• [SELECTED EXCERPT]:
----

One of my latest obsessions has been vintage bakelite. Buttons, jewelry, housewares - just name it, I'm all over it. It comes in a limited range of colours, but they look fabulous all jumbled together. Though I'm getting fairly good at recognising it by look and feel, one sure fire test is the Simichrome test. By taking the teeniest amount of Simichrome polishing paste on the tip of a q-tip, wiping it onto the article in question, then wiping it off with the other end of the swab, you'll get a deep yellow smudge. There are a few other products (like Formula 409) that will have the same effect, but Simichrome is far and away the easiest to control since it comes in a paste, and at approximately $10 US a tube, it seemed to me like a small investment for something that should last quite a long time. Last Autumn I started looking on-line for a supplier in Canada. Unfortunately, the only one I could find was Amazon.ca and they wanted more than $25 a tube, plus shipping. Well, really!

----

• [Pointing entries]:
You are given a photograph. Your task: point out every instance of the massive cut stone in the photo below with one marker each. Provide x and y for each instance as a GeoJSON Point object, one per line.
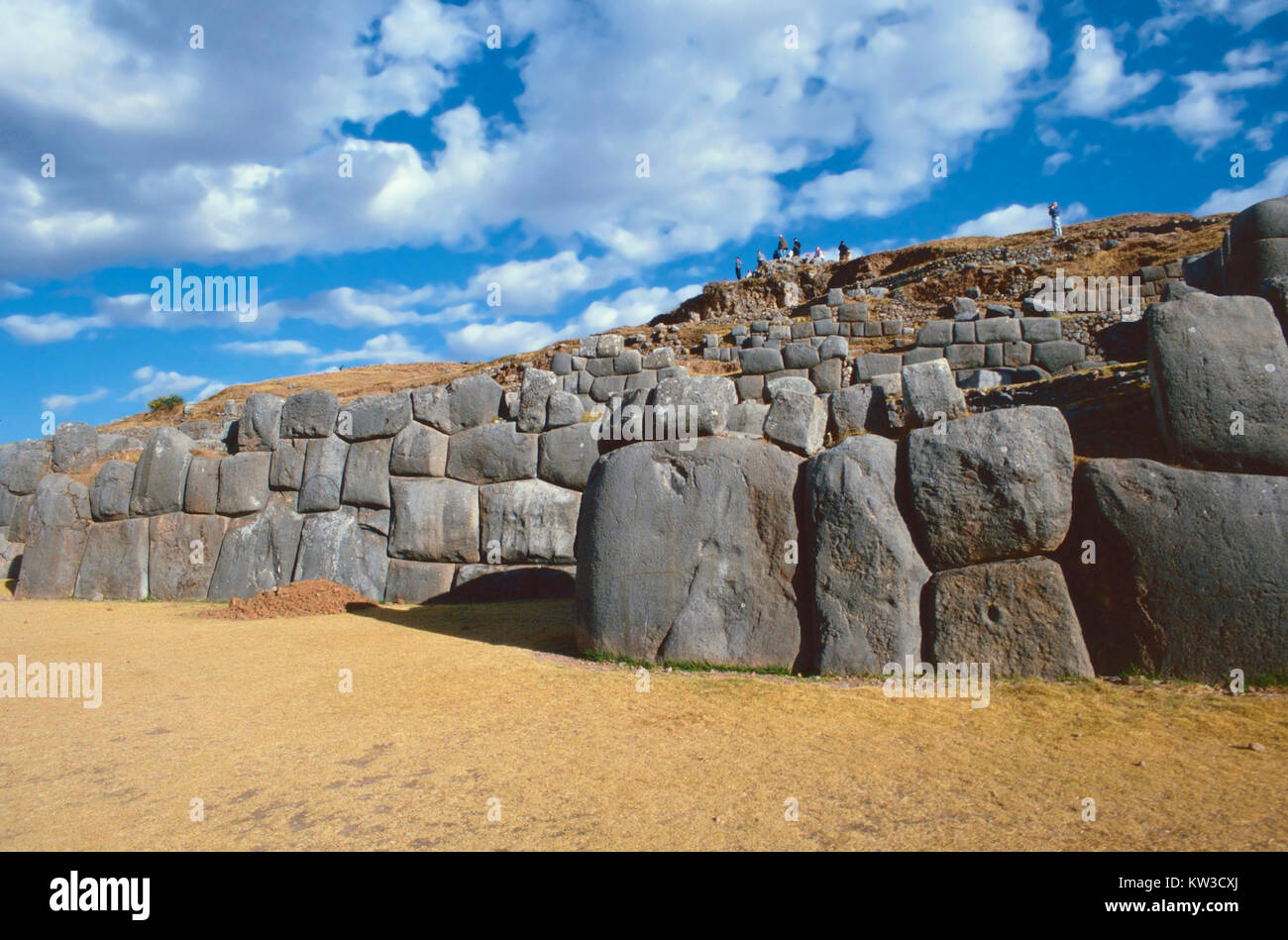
{"type": "Point", "coordinates": [181, 554]}
{"type": "Point", "coordinates": [492, 454]}
{"type": "Point", "coordinates": [323, 474]}
{"type": "Point", "coordinates": [434, 520]}
{"type": "Point", "coordinates": [110, 493]}
{"type": "Point", "coordinates": [244, 483]}
{"type": "Point", "coordinates": [528, 520]}
{"type": "Point", "coordinates": [1219, 373]}
{"type": "Point", "coordinates": [335, 548]}
{"type": "Point", "coordinates": [366, 474]}
{"type": "Point", "coordinates": [115, 563]}
{"type": "Point", "coordinates": [374, 416]}
{"type": "Point", "coordinates": [930, 393]}
{"type": "Point", "coordinates": [417, 582]}
{"type": "Point", "coordinates": [465, 403]}
{"type": "Point", "coordinates": [533, 394]}
{"type": "Point", "coordinates": [682, 555]}
{"type": "Point", "coordinates": [797, 421]}
{"type": "Point", "coordinates": [419, 451]}
{"type": "Point", "coordinates": [992, 485]}
{"type": "Point", "coordinates": [309, 413]}
{"type": "Point", "coordinates": [286, 471]}
{"type": "Point", "coordinates": [22, 471]}
{"type": "Point", "coordinates": [1016, 616]}
{"type": "Point", "coordinates": [161, 472]}
{"type": "Point", "coordinates": [566, 455]}
{"type": "Point", "coordinates": [261, 423]}
{"type": "Point", "coordinates": [258, 552]}
{"type": "Point", "coordinates": [867, 572]}
{"type": "Point", "coordinates": [709, 395]}
{"type": "Point", "coordinates": [75, 447]}
{"type": "Point", "coordinates": [55, 535]}
{"type": "Point", "coordinates": [1189, 574]}
{"type": "Point", "coordinates": [201, 493]}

----

• [TASKS]:
• 1. Extract the pointing entries line by line and verbatim, leaving out the picture.
• 2. Extend the bakelite post, picking up after its last sentence.
The bakelite post and the pointing entries come from unrelated sources.

• [TASK-BY-TASK ANSWERS]:
• 1.
You are given a photograph. Your task: point out every instance of the massive cut stone in the photo below with one marker each. Provide x and y for each instance as a GeoJSON Point object, one per line.
{"type": "Point", "coordinates": [181, 554]}
{"type": "Point", "coordinates": [492, 454]}
{"type": "Point", "coordinates": [323, 474]}
{"type": "Point", "coordinates": [434, 520]}
{"type": "Point", "coordinates": [110, 493]}
{"type": "Point", "coordinates": [244, 483]}
{"type": "Point", "coordinates": [528, 520]}
{"type": "Point", "coordinates": [1219, 373]}
{"type": "Point", "coordinates": [335, 548]}
{"type": "Point", "coordinates": [366, 474]}
{"type": "Point", "coordinates": [115, 563]}
{"type": "Point", "coordinates": [374, 416]}
{"type": "Point", "coordinates": [930, 393]}
{"type": "Point", "coordinates": [417, 582]}
{"type": "Point", "coordinates": [465, 403]}
{"type": "Point", "coordinates": [533, 394]}
{"type": "Point", "coordinates": [682, 555]}
{"type": "Point", "coordinates": [797, 421]}
{"type": "Point", "coordinates": [419, 451]}
{"type": "Point", "coordinates": [992, 485]}
{"type": "Point", "coordinates": [309, 413]}
{"type": "Point", "coordinates": [286, 471]}
{"type": "Point", "coordinates": [22, 471]}
{"type": "Point", "coordinates": [1016, 616]}
{"type": "Point", "coordinates": [161, 472]}
{"type": "Point", "coordinates": [566, 455]}
{"type": "Point", "coordinates": [261, 423]}
{"type": "Point", "coordinates": [258, 552]}
{"type": "Point", "coordinates": [867, 572]}
{"type": "Point", "coordinates": [709, 395]}
{"type": "Point", "coordinates": [75, 447]}
{"type": "Point", "coordinates": [55, 535]}
{"type": "Point", "coordinates": [1189, 574]}
{"type": "Point", "coordinates": [201, 493]}

• 2.
So instead, I bought a tube off a seller on eBay for $10 US, plus about $2 shipping - that's still half the price amazon wanted, and then I waited. It was posted by the seller on October 24th with a tracking number, which I followed on-line all the way to Windsor, ON, where it fell off the grid, I
thought, forever...
But then...it arrived, just like that, yesterday.
I'm not sure, what kind of strange, lonely adventure the parcels that travel through Canada Post have, but I like to imagine it's gone exploring Iceland in a wooly sweater like this:
2 comments:
The joy of restoring old objects....
I LOVE the video, the sky, the little house, the sweater, the landscape. I don't even remember what the music because the visual images are SO GORGEOUS.
i'll apologize on behalf of windsor. mail here seems to get sucked into a vortex and get broken, lost, or severely delayed. living here makes it even more difficult.
-Nicole
Knit, Nicole, Knit!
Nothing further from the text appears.